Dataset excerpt
-------
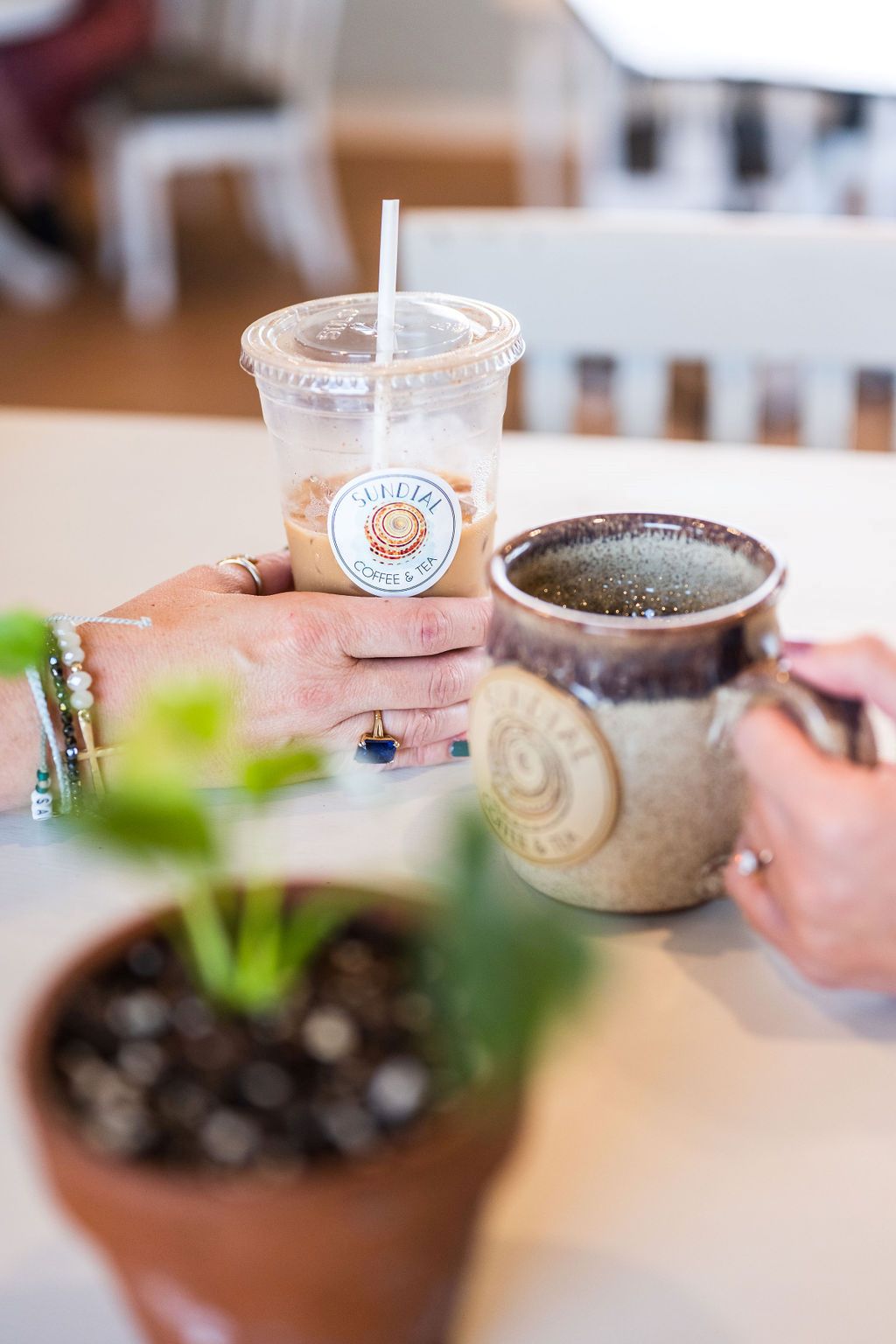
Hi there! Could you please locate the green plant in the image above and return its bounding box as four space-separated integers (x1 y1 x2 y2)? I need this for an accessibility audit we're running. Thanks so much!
424 809 594 1085
0 612 592 1064
74 680 340 1015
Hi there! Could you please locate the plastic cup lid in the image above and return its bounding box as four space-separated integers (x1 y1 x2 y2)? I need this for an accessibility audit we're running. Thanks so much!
241 293 524 394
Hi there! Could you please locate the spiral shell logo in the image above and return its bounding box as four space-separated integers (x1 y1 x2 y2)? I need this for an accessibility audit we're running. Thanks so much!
326 468 464 597
364 501 426 561
487 717 568 824
469 664 620 867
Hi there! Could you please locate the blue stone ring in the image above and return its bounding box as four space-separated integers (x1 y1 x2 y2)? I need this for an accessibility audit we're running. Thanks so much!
354 710 402 765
-------
* **Directions**
Give every line of the listing above that contains the word "return".

* **Exercise answer**
Hi there! Could you please locate the green plant in the image above and return its bounding box as four space-separated integers (x1 y1 x2 y2)? I need this for an accessibility audit we're running. Thanks so much!
Hi there! Could you please locate the plastic cup lid in the image above and return its bounding box as four space-separated integers (x1 y1 x2 y2)? I need this for an accessibility audit we're running. Thanks so much!
Hi there! Could you please locate the spiral shell logo in the image above and return its bounding box as four space-separated integers (x1 y1 x2 y2)? I need this for an accessibility audit we're running. Thanks so much!
Hi there! Could you please locate the blue stone ring in the image above and return its bounding box as four space-separated integers (x1 y1 x2 y2)? I need this for an accessibility audit we're running. Thanks so much!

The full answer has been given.